- [ENTRÉES DE L'EXERCICE]:

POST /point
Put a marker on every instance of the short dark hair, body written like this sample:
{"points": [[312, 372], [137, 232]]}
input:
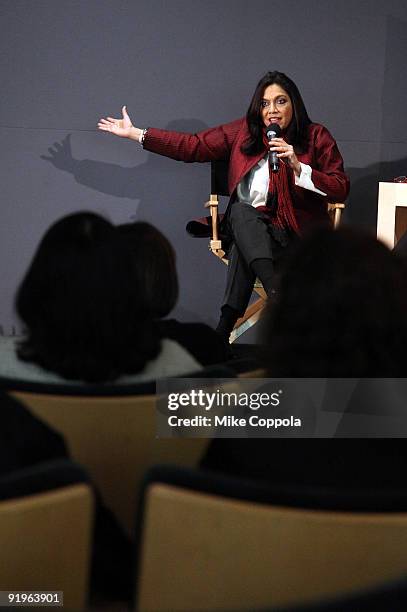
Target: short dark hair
{"points": [[80, 303], [341, 309], [297, 132], [155, 265]]}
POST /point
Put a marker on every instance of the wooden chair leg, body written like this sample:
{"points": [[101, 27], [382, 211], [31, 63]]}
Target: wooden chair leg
{"points": [[250, 317]]}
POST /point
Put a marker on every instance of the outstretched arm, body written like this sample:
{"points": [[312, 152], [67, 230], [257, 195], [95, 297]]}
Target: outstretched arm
{"points": [[121, 127]]}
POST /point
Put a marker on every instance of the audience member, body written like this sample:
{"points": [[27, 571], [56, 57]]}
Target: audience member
{"points": [[85, 314], [340, 313], [156, 271]]}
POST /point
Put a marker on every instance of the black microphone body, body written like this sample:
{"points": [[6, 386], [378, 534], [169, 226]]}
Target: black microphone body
{"points": [[273, 131]]}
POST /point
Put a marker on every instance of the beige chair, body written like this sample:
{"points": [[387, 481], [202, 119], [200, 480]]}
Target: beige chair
{"points": [[114, 437], [219, 187], [207, 544], [45, 540]]}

- [CONSIGNE]: Mettez en liste numérotée toutes les lignes des entrées ci-dessus, en omettant les lignes vides. N'incluez pas les images dans la réponse.

- [RÉPONSE]:
1. POST /point
2. Put a marker on every instance of the short dark hair, body written like this sample:
3. {"points": [[312, 372], [137, 232]]}
4. input:
5. Target: short dark hair
6. {"points": [[80, 303], [341, 309], [297, 132], [155, 265]]}
7. POST /point
8. Put a marker on every instance of the wooden chair leg, body written like this sample:
9. {"points": [[101, 27], [382, 211], [31, 63]]}
10. Target: wooden chair leg
11. {"points": [[250, 317]]}
12. POST /point
13. Put a marker on every instance of the outstretched arm, body written like this sample:
14. {"points": [[312, 152], [67, 230], [257, 195], [95, 297]]}
15. Target: outstretched arm
16. {"points": [[121, 127]]}
17. POST /point
18. Put a marker on every instance of the audience member, body written like this sample:
19. {"points": [[27, 571], [56, 57]]}
20. Target: audience member
21. {"points": [[85, 314], [340, 313], [156, 271]]}
22. POST /point
23. Put a marker on every instance of the black microphone body, body written like this sample:
24. {"points": [[6, 386], [378, 534], [169, 226]]}
25. Target: black microphone body
26. {"points": [[273, 131]]}
27. POST /point
28. Put a marker on every instance of the beige chair, body written like this sample:
29. {"points": [[387, 481], [202, 119], [200, 480]]}
30. Target: beige chair
31. {"points": [[114, 437], [219, 187], [207, 544], [45, 540]]}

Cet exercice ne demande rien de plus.